● Given request
Copy the part that opens with the line containing "Where can the foreground" and closes with the line containing "[[518, 169]]", substituting "Mark" for "Indicate" and changing nothing else. Leave the pictures out.

Records pointing to named objects:
□ □ □

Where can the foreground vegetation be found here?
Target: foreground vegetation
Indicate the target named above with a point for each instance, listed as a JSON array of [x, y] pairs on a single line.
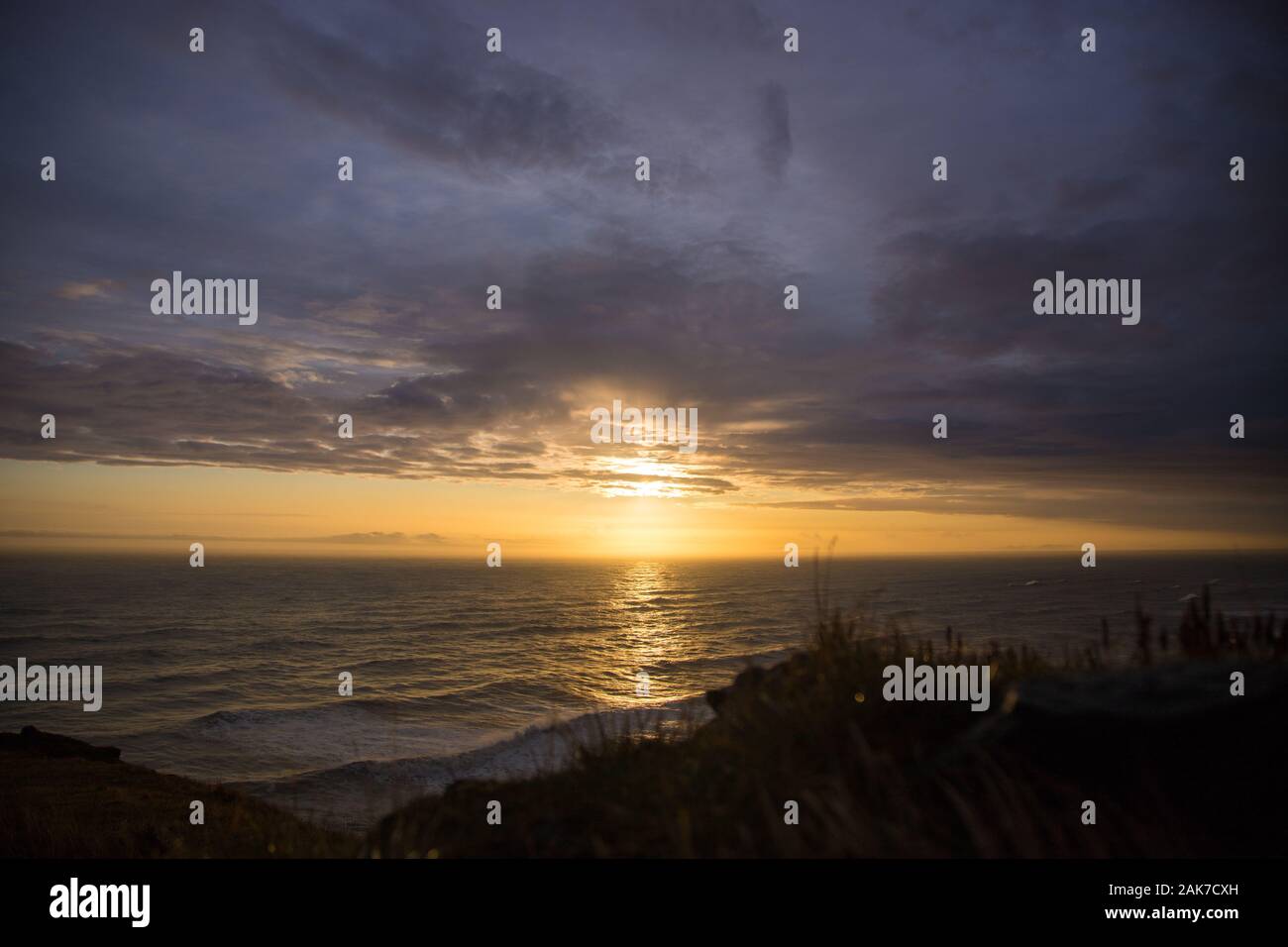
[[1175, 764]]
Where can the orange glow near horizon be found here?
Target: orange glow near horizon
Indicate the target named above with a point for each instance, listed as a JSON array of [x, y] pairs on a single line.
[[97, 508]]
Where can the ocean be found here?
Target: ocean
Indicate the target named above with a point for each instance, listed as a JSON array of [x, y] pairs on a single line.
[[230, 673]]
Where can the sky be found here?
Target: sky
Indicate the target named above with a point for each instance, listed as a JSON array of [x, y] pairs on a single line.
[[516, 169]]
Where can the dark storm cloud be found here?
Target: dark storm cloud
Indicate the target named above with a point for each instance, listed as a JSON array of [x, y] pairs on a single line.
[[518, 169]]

□ □ □

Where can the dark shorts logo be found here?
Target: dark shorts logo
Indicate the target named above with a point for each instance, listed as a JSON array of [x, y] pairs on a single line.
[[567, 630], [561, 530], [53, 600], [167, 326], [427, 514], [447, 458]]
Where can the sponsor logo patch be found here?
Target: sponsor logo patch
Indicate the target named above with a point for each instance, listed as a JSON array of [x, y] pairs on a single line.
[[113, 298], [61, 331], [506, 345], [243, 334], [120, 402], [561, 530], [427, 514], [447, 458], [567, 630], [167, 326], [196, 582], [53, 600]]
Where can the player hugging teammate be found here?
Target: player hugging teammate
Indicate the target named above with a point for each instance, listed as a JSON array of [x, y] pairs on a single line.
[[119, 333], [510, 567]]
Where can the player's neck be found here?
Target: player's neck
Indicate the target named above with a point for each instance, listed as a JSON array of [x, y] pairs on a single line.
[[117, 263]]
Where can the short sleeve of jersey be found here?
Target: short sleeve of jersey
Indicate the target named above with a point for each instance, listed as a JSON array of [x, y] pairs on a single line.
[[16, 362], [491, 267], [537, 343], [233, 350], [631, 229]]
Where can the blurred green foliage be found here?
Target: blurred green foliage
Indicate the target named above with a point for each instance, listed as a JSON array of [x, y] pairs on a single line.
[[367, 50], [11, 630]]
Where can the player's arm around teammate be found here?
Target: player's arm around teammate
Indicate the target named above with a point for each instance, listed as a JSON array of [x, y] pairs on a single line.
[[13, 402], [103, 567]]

□ □ □

● Reply to the exercise
Where can the foreground vegetation be found here?
Target: foreground vegetation
Mark the target named above with a point for each instance, listed as a JSON array of [x, y] pairs on a single line.
[[1175, 764]]
Where can the orange glow near horizon be found here?
Target: orange glow near horizon
Mark the target named above with a point for each instance, listed as a JSON array of [x, y] pairs on a single line.
[[97, 508]]
Where can the ocean be found here?
Target: ocean
Mark the target named above with a point for each instance, listed as a JSON array of [x, y] pairs on a single line.
[[230, 673]]
Where can the sky be found here?
Target: sky
Mark the target named above with a point for each instance, listed as a JSON array of [x, y] pairs on a single line.
[[516, 169]]
Where can the dark storm cloud be found here?
Target: dark storm cloud
Mark the target named above with a point for each instance, listed as a JSON array of [x, y] pairs on a single line.
[[518, 169]]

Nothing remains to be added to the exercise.